• [PROBLEM TO WORK ON] Lay out the stretch of records below, from the line containing "Annotation task — mark the monkey's" through the end of the records, as a JSON list of strings. Each line gets its own string, and blank lines are left out.

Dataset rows
******
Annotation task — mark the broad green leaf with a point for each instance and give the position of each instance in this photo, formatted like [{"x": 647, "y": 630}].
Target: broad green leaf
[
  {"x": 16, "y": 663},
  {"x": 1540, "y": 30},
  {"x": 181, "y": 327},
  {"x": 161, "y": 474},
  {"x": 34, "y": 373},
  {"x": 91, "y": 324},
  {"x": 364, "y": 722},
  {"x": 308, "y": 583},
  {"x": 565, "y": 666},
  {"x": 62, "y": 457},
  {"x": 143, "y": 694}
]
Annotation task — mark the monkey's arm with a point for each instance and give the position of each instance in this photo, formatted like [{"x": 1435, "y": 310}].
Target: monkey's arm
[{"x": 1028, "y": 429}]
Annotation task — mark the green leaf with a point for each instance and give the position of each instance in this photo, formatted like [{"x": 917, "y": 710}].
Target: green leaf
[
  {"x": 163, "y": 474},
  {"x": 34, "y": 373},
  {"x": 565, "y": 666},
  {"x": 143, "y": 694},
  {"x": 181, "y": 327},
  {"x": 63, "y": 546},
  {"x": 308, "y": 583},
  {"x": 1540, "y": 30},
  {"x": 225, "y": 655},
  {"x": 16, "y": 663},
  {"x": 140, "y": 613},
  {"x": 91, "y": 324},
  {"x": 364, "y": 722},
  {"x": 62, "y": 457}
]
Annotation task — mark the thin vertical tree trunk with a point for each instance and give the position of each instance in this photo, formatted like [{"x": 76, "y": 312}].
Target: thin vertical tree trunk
******
• [FINAL RESULT]
[
  "Annotation task — mark the monkey's arm with a point for each instance and give the position of each instance in this photo, formatted like [{\"x\": 1435, \"y\": 310}].",
  "Target: monkey's arm",
  "[{\"x\": 1028, \"y\": 429}]",
  "Annotation task — mark the green leaf with a point for each instance and give the position of each instance in this photo, formatted like [{\"x\": 917, \"y\": 710}].",
  "Target: green leaf",
  "[",
  "  {\"x\": 163, \"y\": 474},",
  "  {\"x\": 34, \"y\": 373},",
  "  {\"x\": 565, \"y\": 666},",
  "  {\"x\": 143, \"y\": 694},",
  "  {\"x\": 181, \"y\": 327},",
  "  {\"x\": 63, \"y\": 546},",
  "  {\"x\": 308, \"y\": 583},",
  "  {\"x\": 1540, \"y\": 30},",
  "  {\"x\": 225, \"y\": 655},",
  "  {\"x\": 16, \"y\": 663},",
  "  {\"x\": 140, \"y\": 613},",
  "  {\"x\": 91, \"y\": 324},",
  "  {\"x\": 364, \"y\": 722},",
  "  {\"x\": 62, \"y\": 457}",
  "]",
  "Annotation task — mark the thin vertical tree trunk with a point for each instance and give the position of each instance in this photo, formatted like [{\"x\": 76, \"y\": 312}].",
  "Target: thin vertical tree trunk"
]